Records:
◆ ◆ ◆ ◆

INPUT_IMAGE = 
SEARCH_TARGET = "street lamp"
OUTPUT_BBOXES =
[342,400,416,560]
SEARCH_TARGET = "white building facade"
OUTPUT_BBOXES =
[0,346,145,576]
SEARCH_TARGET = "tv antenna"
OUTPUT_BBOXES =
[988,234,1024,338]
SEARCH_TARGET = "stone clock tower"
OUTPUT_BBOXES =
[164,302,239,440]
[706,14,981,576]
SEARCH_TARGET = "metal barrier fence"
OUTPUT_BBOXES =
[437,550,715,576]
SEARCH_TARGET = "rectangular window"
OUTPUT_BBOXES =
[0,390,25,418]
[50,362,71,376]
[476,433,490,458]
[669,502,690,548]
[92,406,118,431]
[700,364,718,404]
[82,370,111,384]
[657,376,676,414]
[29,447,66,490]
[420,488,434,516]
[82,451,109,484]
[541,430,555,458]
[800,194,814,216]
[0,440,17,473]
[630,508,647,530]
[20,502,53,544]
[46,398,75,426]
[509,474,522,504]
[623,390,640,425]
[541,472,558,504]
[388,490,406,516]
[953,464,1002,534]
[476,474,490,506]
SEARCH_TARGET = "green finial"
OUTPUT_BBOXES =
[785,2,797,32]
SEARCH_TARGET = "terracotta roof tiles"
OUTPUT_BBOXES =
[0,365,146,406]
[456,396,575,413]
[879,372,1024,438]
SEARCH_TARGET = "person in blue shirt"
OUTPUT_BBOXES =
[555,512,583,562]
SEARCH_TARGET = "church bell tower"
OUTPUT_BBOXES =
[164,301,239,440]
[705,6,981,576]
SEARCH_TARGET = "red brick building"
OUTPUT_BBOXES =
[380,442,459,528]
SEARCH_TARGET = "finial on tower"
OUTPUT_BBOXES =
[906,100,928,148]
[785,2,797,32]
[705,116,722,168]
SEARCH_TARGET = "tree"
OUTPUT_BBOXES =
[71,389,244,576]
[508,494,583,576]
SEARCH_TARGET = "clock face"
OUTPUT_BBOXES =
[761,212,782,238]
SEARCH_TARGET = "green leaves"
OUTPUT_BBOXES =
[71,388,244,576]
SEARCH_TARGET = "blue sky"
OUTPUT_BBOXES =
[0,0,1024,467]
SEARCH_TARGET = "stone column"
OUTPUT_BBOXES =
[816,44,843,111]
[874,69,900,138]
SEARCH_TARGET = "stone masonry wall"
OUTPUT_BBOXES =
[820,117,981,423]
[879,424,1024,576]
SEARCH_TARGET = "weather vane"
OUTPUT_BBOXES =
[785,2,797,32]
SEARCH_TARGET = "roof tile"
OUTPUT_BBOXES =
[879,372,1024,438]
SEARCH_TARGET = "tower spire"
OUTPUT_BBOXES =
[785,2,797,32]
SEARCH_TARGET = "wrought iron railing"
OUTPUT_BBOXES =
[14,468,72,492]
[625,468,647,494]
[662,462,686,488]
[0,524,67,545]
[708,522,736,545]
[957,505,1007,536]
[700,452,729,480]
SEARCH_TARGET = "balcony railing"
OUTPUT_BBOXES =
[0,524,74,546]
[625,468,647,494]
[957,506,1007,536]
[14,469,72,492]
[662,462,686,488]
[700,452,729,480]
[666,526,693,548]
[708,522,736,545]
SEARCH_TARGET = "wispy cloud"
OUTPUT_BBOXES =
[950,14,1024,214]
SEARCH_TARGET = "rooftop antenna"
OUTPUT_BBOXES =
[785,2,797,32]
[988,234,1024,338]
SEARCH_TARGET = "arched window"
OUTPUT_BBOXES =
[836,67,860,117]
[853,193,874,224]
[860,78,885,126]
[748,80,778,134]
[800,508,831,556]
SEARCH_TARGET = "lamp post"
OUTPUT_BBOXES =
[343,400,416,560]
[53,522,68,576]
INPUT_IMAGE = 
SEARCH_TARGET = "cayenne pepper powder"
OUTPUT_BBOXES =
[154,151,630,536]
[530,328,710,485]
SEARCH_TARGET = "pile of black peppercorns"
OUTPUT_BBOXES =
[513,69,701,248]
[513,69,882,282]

◆ ◆ ◆ ◆

◆ INSTRUCTIONS FOR THE TASK ◆
Repeat the listing exactly, from its first line to its last.

◆ SOLVED EXERCISE ◆
INPUT_IMAGE = 
SEARCH_TARGET = "street lamp"
OUTPUT_BBOXES =
[342,400,416,560]
SEARCH_TARGET = "white building facade"
OUTPUT_BBOXES =
[0,346,145,576]
SEARCH_TARGET = "tv antenna"
OUTPUT_BBOXES =
[988,234,1024,338]
SEARCH_TARGET = "stone clock tower"
OUTPUT_BBOXES =
[164,302,239,440]
[706,14,981,576]
SEARCH_TARGET = "metal barrier fence"
OUTPUT_BBOXES =
[437,550,715,576]
SEARCH_TARGET = "rectangular window"
OUTPUT_BBOXES =
[0,390,25,418]
[50,362,71,376]
[476,433,490,458]
[669,502,690,548]
[92,406,118,431]
[700,364,718,404]
[82,370,111,384]
[657,376,676,414]
[29,447,66,490]
[420,488,434,516]
[82,451,109,484]
[541,430,555,458]
[800,194,814,216]
[0,440,17,473]
[630,508,647,530]
[20,502,53,544]
[46,398,75,426]
[509,474,522,504]
[623,390,640,425]
[541,472,558,504]
[388,490,406,516]
[953,464,1002,534]
[476,474,490,506]
SEARCH_TARGET = "green finial"
OUTPUT_BBOXES =
[785,2,797,32]
SEARCH_TARGET = "terracotta roof tiles"
OUTPUT_BBOXES =
[0,365,146,406]
[456,396,575,413]
[879,372,1024,438]
SEARCH_TARGET = "person in blue shirt"
OUTPUT_BBOXES =
[555,512,583,562]
SEARCH_TARGET = "church bell tower"
OUTPUT_BBOXES =
[164,301,239,440]
[705,6,981,576]
SEARCH_TARGET = "red brick building"
OUTPUT_BBOXES =
[380,442,459,528]
SEARCH_TARGET = "finial on tower"
OUTPUT_BBOXES =
[906,100,928,148]
[785,2,797,32]
[705,116,722,168]
SEARCH_TARGET = "tree"
OUTPUT_BBOXES =
[71,389,244,576]
[508,494,583,576]
SEARCH_TARGET = "clock face"
OUTPUT_BBOXES =
[761,212,782,238]
SEARCH_TARGET = "green leaves"
OUTPUT_BBOXES =
[71,388,244,576]
SEARCH_TARGET = "blue sky"
OUTPUT_BBOXES =
[0,0,1024,467]
SEARCH_TARGET = "stone column"
OUTPUT_BBOXES =
[816,44,843,111]
[874,69,900,138]
SEARCH_TARGET = "stone masonry wall"
OUTPUT_BBOXES =
[820,117,981,423]
[879,424,1024,576]
SEARCH_TARGET = "weather vane"
OUTPUT_BBOXES =
[785,2,797,32]
SEARCH_TARGET = "roof tile"
OUTPUT_BBOXES =
[879,372,1024,438]
SEARCH_TARGET = "tower spire"
OUTPUT_BBOXES =
[785,2,797,32]
SEARCH_TARGET = "wrought iron railing"
OUTPUT_BBOXES =
[14,468,72,492]
[625,468,647,494]
[662,462,686,488]
[0,524,67,545]
[708,522,736,545]
[957,505,1007,536]
[700,452,729,480]
SEARCH_TARGET = "balcony railing"
OUTPUT_BBOXES =
[0,524,74,546]
[625,468,647,494]
[957,506,1007,536]
[14,469,72,492]
[662,462,686,488]
[700,452,729,480]
[666,526,693,548]
[708,522,736,545]
SEARCH_TARGET = "wispy cloud"
OUTPUT_BBOXES =
[950,14,1024,214]
SEARCH_TARGET = "rooftop antenna"
OUTPUT_BBOXES =
[785,2,797,32]
[988,234,1024,338]
SEARCH_TARGET = "arched window"
OUTPUT_BBOXES =
[836,67,860,117]
[853,193,874,224]
[860,78,885,126]
[748,80,778,134]
[800,508,831,556]
SEARCH_TARGET = "lamp post"
OUTPUT_BBOXES =
[343,400,416,560]
[53,522,68,576]
INPUT_IMAGE = 
SEARCH_TARGET = "cayenne pepper powder"
OUTPUT_BBOXES =
[154,151,630,536]
[530,328,710,485]
SEARCH_TARGET = "pile of black peppercorns"
OUTPUT_BBOXES =
[513,69,701,248]
[513,69,882,282]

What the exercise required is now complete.